Pull out every line in the records that contains the word "query".

Available data:

──────

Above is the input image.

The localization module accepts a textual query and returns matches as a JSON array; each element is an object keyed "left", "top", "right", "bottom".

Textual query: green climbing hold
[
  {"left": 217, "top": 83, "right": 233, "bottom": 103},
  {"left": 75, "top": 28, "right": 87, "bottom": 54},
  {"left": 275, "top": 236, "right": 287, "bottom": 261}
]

──────

Final result:
The localization module accepts a textual query and returns matches as a JSON array; each element is an object keyed "left", "top", "right", "bottom".
Textual query: green climbing hold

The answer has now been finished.